**Written exercise**
Every line of the material is to be repeated exactly as it stands.

(Dataset records about object locations)
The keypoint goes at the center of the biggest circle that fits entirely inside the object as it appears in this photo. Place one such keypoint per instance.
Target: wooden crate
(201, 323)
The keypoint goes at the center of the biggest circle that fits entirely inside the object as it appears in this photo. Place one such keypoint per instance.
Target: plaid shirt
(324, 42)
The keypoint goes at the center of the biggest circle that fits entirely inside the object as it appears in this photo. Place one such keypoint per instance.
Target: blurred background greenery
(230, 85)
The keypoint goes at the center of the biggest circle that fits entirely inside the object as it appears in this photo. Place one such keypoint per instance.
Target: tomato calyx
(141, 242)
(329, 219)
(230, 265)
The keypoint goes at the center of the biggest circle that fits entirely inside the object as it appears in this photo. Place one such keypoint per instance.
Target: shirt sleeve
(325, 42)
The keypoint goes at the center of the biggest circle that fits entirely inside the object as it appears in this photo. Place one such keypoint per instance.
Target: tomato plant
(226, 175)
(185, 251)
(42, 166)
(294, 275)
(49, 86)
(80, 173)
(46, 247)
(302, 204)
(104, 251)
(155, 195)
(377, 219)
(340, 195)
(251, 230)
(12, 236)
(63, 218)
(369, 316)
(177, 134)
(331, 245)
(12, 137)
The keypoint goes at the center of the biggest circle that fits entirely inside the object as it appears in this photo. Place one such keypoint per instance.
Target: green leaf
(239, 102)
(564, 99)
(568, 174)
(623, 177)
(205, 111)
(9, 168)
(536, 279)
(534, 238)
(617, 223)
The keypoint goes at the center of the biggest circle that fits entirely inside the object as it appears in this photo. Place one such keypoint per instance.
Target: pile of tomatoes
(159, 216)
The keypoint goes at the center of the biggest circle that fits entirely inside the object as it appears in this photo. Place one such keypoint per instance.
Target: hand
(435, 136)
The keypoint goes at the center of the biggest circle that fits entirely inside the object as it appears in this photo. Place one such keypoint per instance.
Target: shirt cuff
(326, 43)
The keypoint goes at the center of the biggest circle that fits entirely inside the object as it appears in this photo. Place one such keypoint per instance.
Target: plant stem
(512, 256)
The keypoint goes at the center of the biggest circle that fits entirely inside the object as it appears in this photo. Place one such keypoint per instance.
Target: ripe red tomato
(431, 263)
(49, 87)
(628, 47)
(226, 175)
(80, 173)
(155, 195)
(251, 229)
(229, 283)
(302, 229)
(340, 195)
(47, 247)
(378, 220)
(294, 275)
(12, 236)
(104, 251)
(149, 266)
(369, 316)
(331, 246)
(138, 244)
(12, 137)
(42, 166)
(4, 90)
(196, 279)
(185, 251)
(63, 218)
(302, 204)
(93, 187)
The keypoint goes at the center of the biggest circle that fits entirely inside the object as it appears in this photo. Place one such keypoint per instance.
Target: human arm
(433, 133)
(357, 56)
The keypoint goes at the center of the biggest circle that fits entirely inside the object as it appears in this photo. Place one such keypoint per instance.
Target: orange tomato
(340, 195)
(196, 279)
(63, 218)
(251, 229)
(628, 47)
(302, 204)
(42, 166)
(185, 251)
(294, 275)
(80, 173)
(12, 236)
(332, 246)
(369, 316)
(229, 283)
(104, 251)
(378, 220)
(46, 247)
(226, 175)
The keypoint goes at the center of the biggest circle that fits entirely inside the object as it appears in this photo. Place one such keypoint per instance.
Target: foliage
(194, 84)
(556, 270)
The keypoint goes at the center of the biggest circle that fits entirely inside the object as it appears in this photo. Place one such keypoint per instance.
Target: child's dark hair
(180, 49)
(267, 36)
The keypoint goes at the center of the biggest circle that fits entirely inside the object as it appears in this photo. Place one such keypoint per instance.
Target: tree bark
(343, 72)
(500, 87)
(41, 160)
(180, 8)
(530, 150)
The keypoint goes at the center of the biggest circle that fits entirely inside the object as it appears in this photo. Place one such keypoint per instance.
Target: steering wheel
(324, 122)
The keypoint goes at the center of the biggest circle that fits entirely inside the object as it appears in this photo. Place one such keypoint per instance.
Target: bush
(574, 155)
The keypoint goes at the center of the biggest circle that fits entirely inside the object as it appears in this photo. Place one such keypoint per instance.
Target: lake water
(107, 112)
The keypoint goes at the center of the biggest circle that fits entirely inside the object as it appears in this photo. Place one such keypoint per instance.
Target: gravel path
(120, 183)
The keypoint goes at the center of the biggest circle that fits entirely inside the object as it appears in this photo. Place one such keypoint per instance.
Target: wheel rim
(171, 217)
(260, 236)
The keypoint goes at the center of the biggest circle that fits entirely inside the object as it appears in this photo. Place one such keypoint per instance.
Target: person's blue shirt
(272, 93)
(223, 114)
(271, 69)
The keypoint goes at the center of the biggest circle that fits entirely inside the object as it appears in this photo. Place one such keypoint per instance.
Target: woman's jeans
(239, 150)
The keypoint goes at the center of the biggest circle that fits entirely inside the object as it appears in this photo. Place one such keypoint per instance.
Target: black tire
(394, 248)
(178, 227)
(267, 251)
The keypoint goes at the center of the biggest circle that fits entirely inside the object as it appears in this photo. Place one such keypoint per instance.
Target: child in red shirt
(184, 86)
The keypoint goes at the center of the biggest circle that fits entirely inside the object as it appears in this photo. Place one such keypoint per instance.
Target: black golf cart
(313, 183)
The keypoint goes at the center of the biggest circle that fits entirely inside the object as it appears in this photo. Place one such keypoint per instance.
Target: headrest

**Exercise answer**
The keypoint goes at the center of the biggest circle that fits entirely inside the object as it appears in this photo. Place one such keypoint per instance.
Target: wooden crate
(201, 323)
The keypoint goes at the center of the biggest circle that fits entirely inside the object as it appears in this photo. Place one such keypoint per instance.
Target: plaid shirt
(324, 42)
The keypoint goes at the center of the biggest circle that fits entirely inside the object as it appears in this photo. Place one such keypoint per instance.
Target: blurred background greenery
(230, 85)
The keypoint goes at the center of the biggest circle that fits entirely inside the object as it appears in this photo. Place one such keypoint per instance.
Target: tomato calyx
(141, 242)
(329, 219)
(230, 265)
The keypoint goes at the center of the biggest circle that fits entirely inside the object as it appears in this photo. Place one such keypoint per instance.
Target: shirt sleeve
(325, 42)
The keypoint goes at the center of the biggest circle that fits entirely inside the object as it appears in this photo. Place one such keypoint per instance.
Target: tomato plant
(226, 175)
(185, 251)
(42, 166)
(294, 275)
(49, 86)
(80, 173)
(46, 247)
(302, 204)
(104, 251)
(155, 195)
(377, 219)
(340, 195)
(251, 230)
(12, 236)
(63, 218)
(369, 316)
(177, 134)
(331, 245)
(12, 137)
The keypoint goes at the center of the biggest circle that fits entirely inside the object as it appears in this photo. Place one such keypoint per instance.
Target: green leaf
(239, 102)
(564, 99)
(568, 174)
(623, 177)
(205, 111)
(9, 168)
(536, 279)
(534, 238)
(617, 223)
The keypoint goes at the center of the biggest circle that fits entirely inside the object as it appears in this photo. Place one such keypoint per instance.
Target: pile of tomatoes
(159, 216)
The keypoint goes at the center of the biggest circle that fits entirely inside the object as it appears in this photo. Place one such keypoint per instance.
Target: hand
(435, 136)
The keypoint goes at the center of the biggest circle that fits entirely inside the object as it appears in this photo. Place one such keypoint per instance.
Target: shirt cuff
(326, 43)
The keypoint goes at the center of the biggest circle that fits entirely inside the object as it appears in this photo. Place one such keypoint per instance.
Target: plant stem
(512, 256)
The keypoint goes at the center of the biggest circle that fits entirely inside the object as it appears in this photo. Place one such keypoint per instance.
Target: ripe red tomato
(431, 263)
(49, 87)
(628, 47)
(226, 175)
(80, 173)
(155, 195)
(251, 229)
(229, 283)
(302, 229)
(340, 195)
(47, 247)
(378, 220)
(294, 275)
(12, 236)
(104, 251)
(149, 266)
(369, 316)
(331, 246)
(138, 244)
(12, 137)
(42, 166)
(4, 90)
(196, 279)
(185, 251)
(63, 218)
(302, 204)
(93, 187)
The keypoint goes at the center of the biggest circle that fits entirely inside the object as it appears in this photo. Place one such keypoint per instance.
Target: human arm
(433, 133)
(357, 56)
The keypoint goes at the center of the biggest circle that fits entirely inside the object as it appears in this photo. Place one such keypoint per instance.
Target: orange tomato
(340, 195)
(196, 279)
(63, 218)
(251, 229)
(628, 47)
(302, 204)
(42, 166)
(185, 251)
(294, 275)
(80, 173)
(12, 236)
(332, 246)
(369, 316)
(229, 283)
(104, 251)
(378, 220)
(46, 247)
(226, 175)
The keypoint goes at the center of the biggest circle that fits entirely inside the object as it appears in this photo. Place one such keypoint per instance.
Target: foliage
(194, 84)
(556, 270)
The keypoint goes at the center of the biggest circle that fits entirely inside the object as it appears in this photo. Place one such keypoint per instance.
Target: child's dark hair
(180, 49)
(267, 36)
The keypoint goes at the center of the biggest circle that fits entirely inside the object as it appears in this photo. Place one such keypoint per instance.
Target: tree bark
(343, 72)
(500, 87)
(41, 160)
(180, 8)
(530, 150)
The keypoint goes at the center of the biggest circle that fits entirely inside the object as it appears in this photo. Place one such keypoint per instance.
Target: steering wheel
(324, 122)
The keypoint goes at the center of the biggest circle that fits entirely inside the object as it appears in this photo. Place one such keypoint per instance.
Target: bush
(574, 155)
The keypoint goes at the center of the biggest circle that fits entirely inside the object as it appears in this photo. Place one such keypoint per instance.
Target: lake water
(107, 112)
The keypoint goes at the center of the biggest circle that fits entirely inside the object as it appears in this photo. Place one such keypoint per instance.
Target: gravel path
(120, 183)
The keypoint goes at the center of the biggest circle that fits entirely inside the object as it appears in this photo. Place one such keypoint per instance.
Target: wheel rim
(171, 217)
(260, 236)
The keypoint goes at the center of the biggest circle that fits entirely inside the object as it appears in this photo. Place one such keypoint per instance.
Target: person's blue shirt
(272, 93)
(223, 114)
(271, 69)
The keypoint goes at the center of the biggest circle that fits entirely inside the object as it appears in this photo. Place one such keypoint per instance.
Target: woman's jeans
(239, 150)
The keypoint goes at the center of the biggest circle that fits entirely inside the object as it appears in this photo. Place one such keypoint per instance.
Target: black tire
(394, 248)
(178, 227)
(267, 251)
The keypoint goes at the center of the biggest circle that fits entirely inside the object as it appears in this photo. Place one such keypoint per instance.
Target: child in red shirt
(184, 86)
The keypoint goes at the center of the biggest circle that fits entirely inside the object as it appears in this photo. Place one such keypoint per instance.
Target: black golf cart
(313, 183)
The keypoint goes at the center of the biggest circle that fits entirely inside the object as it appears in this photo. Place one such keypoint per instance.
Target: headrest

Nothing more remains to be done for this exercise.